:: WRITTEN INSTRUCTION ::
Can you print every record below exactly as written?

:: INPUT DATA ::
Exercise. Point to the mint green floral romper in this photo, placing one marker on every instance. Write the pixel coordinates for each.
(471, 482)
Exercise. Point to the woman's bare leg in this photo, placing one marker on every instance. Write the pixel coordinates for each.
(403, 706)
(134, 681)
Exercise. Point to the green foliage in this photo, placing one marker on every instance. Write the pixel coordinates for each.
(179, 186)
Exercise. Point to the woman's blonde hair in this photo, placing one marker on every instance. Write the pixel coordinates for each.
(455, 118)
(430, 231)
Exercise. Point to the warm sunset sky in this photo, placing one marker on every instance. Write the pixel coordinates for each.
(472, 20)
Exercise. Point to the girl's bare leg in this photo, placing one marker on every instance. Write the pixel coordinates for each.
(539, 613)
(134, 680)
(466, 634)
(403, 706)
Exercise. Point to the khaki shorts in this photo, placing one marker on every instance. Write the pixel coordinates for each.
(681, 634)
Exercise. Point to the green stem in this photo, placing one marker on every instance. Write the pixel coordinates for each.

:: FULL ANSWER ::
Exercise. Point to the mint green floral romper in this photo, placing one marker on every instance. Write the pixel coordinates for each.
(471, 482)
Exercise. Point to the woman's bare leg in this photo, placing one marker on every instance. Write the pixel coordinates for each.
(403, 706)
(134, 681)
Exercise. Point to the green foliage in this photo, placing one marker on every instance. Write the pixel coordinates for each.
(179, 186)
Exercise. Point to the woman's blonde hair in this photo, placing one marker on every instance. Write the pixel coordinates for each.
(455, 118)
(430, 231)
Exercise. Point to the warm sunset sky in this photo, placing one marker on every instance. Write the pixel coordinates for each.
(472, 20)
Exercise. Point to the girl's bare leg in this photo, placing one marker on every instance. Write the pixel coordinates for each.
(539, 613)
(134, 680)
(466, 634)
(403, 706)
Exercise. Point to the khaki shorts in this photo, placing one marker on every instance. Write the pixel coordinates for each.
(681, 634)
Exercise. Point to the green stem in this photo, placing one marker on every instance. Write the pixel coordinates for each.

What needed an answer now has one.